| Document |
# Whispernet Italy?



## enys (Aug 29, 2010)

Hi everyone! My K3 has just arrived so I'm playing with it at the moment, but I'm having problems with the experimental web browsing. I turn the wireless on, and it appears the 3G symbol on the top, so I guess I'm connected...but when I try to open the browser this message comes out
"Due to local restrictions, web browsing is not available for all countries"

Now, the weird thing is that I can access the Kindle Store and I have even sync with my amazon account 
Italy is 3G covered, so I don't understand why only the browsing feature doesn't work...any thoughts?


----------



## sully5live (Jun 9, 2010)

This is the same for all international versions.  You can access the Kindle store to buy books and Wikipedia but that's it.  There was a period when firmware for the K2 allowed me full access in Spain but in all honesty it was so slow and poorly configured as to be useless.  The only thing I used it for in the end was to access G-Mail which was useful in a pinch but than has gone with the latest K2 firmware (and I assume with the K3i.

HTH


----------



## dimples (Jul 28, 2010)

You will be able to use the browser for other websites if you connect through Wi-Fi


----------



## enys (Aug 29, 2010)

thanks for answers! in fact I connected the wireless at home and it's brilliant (well maybe some websites are a bit too small, but wordreference and such look great! I even managed to see this thread on it ^^)

Ok so 3G-->only Kindle Store and wikipedia
Wi-Fi-->regular browsing

?


----------



## Ann in Arlington (Oct 27, 2008)

Actually, if you've taught your K3 how to connect to your home WiFi.  . . it will use that as the default any time it's within range -- for web access, Kindle Store, whatever.  You really won't use 3G at all unless you're out and about.  And, even then, if it finds a free WiFi hotspot, it will connect using that.  They're kind of all over the place here in the US, especially in cities and towns; usually associated with 'chain' coffee shops or fast food places. . . .not sure how it is in Italia. . . . . .

| Set tasks |
[A] In the Kindle browsing thread, what message does enys see when trying to open the browser?
[B] Say whether each statement agrees with the Kindle browsing thread, and quote the words that decide it: (i) sully5live says international versions can reach the Kindle store and Wikipedia. (ii) dimples says the browser can be used for other websites over Wi-Fi. (iii) Ann in Arlington says the K3 keeps using 3G by default even when home Wi-Fi is within range.

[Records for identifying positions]
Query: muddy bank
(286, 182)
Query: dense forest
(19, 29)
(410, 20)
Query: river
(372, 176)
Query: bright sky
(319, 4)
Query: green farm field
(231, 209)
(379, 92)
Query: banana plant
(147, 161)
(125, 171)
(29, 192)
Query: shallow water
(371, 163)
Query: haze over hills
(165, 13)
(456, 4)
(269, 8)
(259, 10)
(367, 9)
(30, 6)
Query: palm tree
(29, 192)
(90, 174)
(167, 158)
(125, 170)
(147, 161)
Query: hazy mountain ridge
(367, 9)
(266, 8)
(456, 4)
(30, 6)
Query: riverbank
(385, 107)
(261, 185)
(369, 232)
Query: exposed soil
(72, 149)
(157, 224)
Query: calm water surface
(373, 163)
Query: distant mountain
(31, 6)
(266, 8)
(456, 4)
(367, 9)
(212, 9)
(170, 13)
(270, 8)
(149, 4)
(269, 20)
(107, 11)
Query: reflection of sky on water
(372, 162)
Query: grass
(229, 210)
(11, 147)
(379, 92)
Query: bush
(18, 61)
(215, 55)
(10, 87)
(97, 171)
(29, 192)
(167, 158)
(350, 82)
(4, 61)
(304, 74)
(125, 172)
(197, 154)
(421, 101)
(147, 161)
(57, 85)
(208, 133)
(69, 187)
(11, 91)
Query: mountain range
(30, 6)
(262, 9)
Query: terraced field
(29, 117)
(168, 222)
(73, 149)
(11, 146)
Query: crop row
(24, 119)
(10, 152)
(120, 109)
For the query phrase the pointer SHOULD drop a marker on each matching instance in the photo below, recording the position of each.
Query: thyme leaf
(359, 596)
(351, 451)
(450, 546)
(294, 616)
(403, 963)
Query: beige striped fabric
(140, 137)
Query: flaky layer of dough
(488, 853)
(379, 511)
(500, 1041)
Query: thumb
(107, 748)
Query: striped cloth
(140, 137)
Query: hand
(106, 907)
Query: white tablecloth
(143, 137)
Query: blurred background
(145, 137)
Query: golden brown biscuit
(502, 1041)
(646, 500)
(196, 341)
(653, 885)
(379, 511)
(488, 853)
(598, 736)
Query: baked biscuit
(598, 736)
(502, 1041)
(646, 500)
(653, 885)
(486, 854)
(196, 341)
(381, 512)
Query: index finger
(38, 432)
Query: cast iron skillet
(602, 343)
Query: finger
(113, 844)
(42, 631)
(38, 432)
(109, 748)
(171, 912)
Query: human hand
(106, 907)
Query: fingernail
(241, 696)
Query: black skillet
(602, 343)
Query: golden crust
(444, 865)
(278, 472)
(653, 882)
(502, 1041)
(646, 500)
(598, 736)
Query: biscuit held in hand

| Task results |
[A] "Due to local restrictions, web browsing is not available for all countries"

[B]
(i) Yes: "You can access the Kindle store to buy books and Wikipedia but that's it."
(ii) Yes: "You will be able to use the browser for other websites if you connect through Wi-Fi"
(iii) No: "it will use that as the default any time it's within range"